> Gestellte Aufgabe A
Welcher Partei gehört Klaus Martin laut dem Auszug an?
> Gestellte Aufgabe B
Zähle alle Politiker auf, die laut dem Auszug am VS-Polit-Gespräch teilnahmen, jeweils mit ihrer Partei.
> Gestellte Aufgabe C
Gib den Auszug von „Andreas Flöß fordert“ bis einschließlich „einer eigenen Teerkolonne.“ noch einmal wieder und ersetze dabei „Teerkolonne“ durch „Asphaltkolonne“.

> Vorliegender Auszug

■ ■ ■ ■

Wohin soll die Reise mit VS gehen und welche Themen sind wem wichtig, das kristallisierte sich im VS-Polit-Gespräch beim Schwarzwälder Boten heraus. Foto: Strohmeier

Andreas Flöß fordert Straßensanierung in Eigenregie. Klaus Martin bezweifelt Wirksamkeit der Strategie.

Villingen-Schwenningen - Im VS-Polit-Gespräch mit Kreisredaktionsleiterin Cornelia Spitz beschäftigten sich Frank Bonath (FDP), Andreas Flöß (Freie Wähler), Klaus Martin (CDU), Joachim von Mirbach (Grüne) und Edgar Schurr (SPD) mit aktuellen Themen für die Doppelstadt. Im Zuge dessen nannten die Fraktionen jeweils ihre drei Top-Themen. In loser Folge gehen wir in dieser Serie auf einzelne dieser Themen ein. Im Fokus dieses Mal: Die Themen Schulen, ein Schwerpunkt, den die Freien Wähler als einzige in ihren Top Drei nannten, sowie die Straßensanierungen mit Hilfe einer eigenen Teerkolonne.

■ ■ ■ ■

Extrahierte Einträge

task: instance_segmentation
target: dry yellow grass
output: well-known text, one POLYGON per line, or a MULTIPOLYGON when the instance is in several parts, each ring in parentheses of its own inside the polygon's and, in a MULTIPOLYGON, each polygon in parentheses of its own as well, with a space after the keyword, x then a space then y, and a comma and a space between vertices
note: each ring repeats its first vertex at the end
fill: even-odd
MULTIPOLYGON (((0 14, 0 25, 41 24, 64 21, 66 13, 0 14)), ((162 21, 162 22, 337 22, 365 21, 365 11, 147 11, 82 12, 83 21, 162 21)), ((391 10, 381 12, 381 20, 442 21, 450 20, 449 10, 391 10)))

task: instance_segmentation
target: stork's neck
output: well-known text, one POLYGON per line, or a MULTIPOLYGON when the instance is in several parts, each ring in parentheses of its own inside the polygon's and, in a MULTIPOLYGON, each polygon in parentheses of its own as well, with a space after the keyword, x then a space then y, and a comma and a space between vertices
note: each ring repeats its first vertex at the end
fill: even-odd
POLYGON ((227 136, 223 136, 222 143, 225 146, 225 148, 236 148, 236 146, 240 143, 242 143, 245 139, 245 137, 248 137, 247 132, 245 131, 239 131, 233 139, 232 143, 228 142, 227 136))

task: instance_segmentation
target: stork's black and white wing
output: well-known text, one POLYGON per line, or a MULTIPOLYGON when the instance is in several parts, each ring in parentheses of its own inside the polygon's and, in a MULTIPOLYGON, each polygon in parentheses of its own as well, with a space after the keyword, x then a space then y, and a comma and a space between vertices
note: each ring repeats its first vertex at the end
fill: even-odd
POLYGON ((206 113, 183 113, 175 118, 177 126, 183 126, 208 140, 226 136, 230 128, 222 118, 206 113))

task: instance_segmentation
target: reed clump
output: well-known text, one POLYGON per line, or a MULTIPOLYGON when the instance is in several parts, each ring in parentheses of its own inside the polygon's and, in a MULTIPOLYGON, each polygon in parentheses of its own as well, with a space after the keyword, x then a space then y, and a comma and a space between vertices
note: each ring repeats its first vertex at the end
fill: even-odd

■ ■ ■ ■

> Richtige Antwort A
Der CDU.

> Richtige Antwort B
Frank Bonath (FDP), Andreas Flöß (Freie Wähler), Klaus Martin (CDU), Joachim von Mirbach (Grüne), Edgar Schurr (SPD)

> Richtige Antwort C
Andreas Flöß fordert Straßensanierung in Eigenregie. Klaus Martin bezweifelt Wirksamkeit der Strategie.

Villingen-Schwenningen - Im VS-Polit-Gespräch mit Kreisredaktionsleiterin Cornelia Spitz beschäftigten sich Frank Bonath (FDP), Andreas Flöß (Freie Wähler), Klaus Martin (CDU), Joachim von Mirbach (Grüne) und Edgar Schurr (SPD) mit aktuellen Themen für die Doppelstadt. Im Zuge dessen nannten die Fraktionen jeweils ihre drei Top-Themen. In loser Folge gehen wir in dieser Serie auf einzelne dieser Themen ein. Im Fokus dieses Mal: Die Themen Schulen, ein Schwerpunkt, den die Freien Wähler als einzige in ihren Top Drei nannten, sowie die Straßensanierungen mit Hilfe einer eigenen Asphaltkolonne.